- _Problem statement_:
Quote the data below verbatim, line for line.
↓↓↓
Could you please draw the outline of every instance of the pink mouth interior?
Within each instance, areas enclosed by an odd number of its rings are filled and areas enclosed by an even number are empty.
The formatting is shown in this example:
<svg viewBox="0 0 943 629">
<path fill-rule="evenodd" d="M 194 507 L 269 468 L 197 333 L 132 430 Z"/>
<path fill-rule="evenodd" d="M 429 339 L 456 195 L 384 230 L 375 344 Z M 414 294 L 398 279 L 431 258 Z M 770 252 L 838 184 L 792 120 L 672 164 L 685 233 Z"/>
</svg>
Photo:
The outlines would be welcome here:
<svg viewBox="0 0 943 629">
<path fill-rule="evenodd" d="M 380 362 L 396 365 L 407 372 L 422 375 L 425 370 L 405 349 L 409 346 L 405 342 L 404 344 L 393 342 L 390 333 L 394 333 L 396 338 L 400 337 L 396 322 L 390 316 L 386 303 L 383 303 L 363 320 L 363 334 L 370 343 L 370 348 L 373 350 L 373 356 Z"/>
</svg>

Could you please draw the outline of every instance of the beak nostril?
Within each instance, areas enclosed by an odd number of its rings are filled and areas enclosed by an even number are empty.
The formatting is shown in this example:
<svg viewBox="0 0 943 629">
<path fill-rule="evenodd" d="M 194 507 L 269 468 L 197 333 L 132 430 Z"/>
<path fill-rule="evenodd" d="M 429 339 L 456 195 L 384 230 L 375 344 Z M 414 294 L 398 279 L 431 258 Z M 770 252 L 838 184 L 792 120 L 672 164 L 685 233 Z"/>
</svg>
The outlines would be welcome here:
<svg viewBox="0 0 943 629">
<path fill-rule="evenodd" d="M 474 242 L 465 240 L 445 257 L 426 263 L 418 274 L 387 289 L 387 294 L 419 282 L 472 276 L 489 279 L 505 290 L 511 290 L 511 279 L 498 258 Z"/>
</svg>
↑↑↑
- _Problem solution_:
Could you please draw the outline of every instance of the pink mouth interior?
Within each instance, areas enclosed by an odd number of its rings are filled and areas enclosed by an even number are empty.
The formatting is shown in this example:
<svg viewBox="0 0 943 629">
<path fill-rule="evenodd" d="M 194 507 L 269 468 L 197 333 L 132 430 Z"/>
<path fill-rule="evenodd" d="M 429 339 L 456 195 L 384 230 L 375 344 Z M 414 294 L 398 279 L 431 258 Z M 770 252 L 838 184 L 792 120 L 672 164 L 685 233 Z"/>
</svg>
Photo:
The outlines would be welcome here:
<svg viewBox="0 0 943 629">
<path fill-rule="evenodd" d="M 380 362 L 396 365 L 407 372 L 422 375 L 425 370 L 405 349 L 409 346 L 405 342 L 404 344 L 393 342 L 390 333 L 394 333 L 396 338 L 400 337 L 396 322 L 390 316 L 386 303 L 383 303 L 363 320 L 363 334 L 370 343 L 370 348 L 373 350 L 373 356 Z"/>
</svg>

Could you please draw the outline of every instance of the beak nostril?
Within each instance, areas enclosed by an odd number of its rings are filled and areas enclosed by an even number are empty.
The formatting is shown in this example:
<svg viewBox="0 0 943 629">
<path fill-rule="evenodd" d="M 194 507 L 269 468 L 197 333 L 132 430 Z"/>
<path fill-rule="evenodd" d="M 429 339 L 456 195 L 384 230 L 375 344 Z M 414 294 L 398 279 L 431 258 Z M 770 252 L 838 184 L 792 120 L 672 164 L 685 233 Z"/>
</svg>
The outlines would be welcome here:
<svg viewBox="0 0 943 629">
<path fill-rule="evenodd" d="M 474 242 L 465 240 L 445 257 L 426 263 L 418 274 L 387 289 L 387 294 L 419 282 L 472 276 L 489 279 L 505 290 L 511 290 L 511 279 L 498 258 Z"/>
</svg>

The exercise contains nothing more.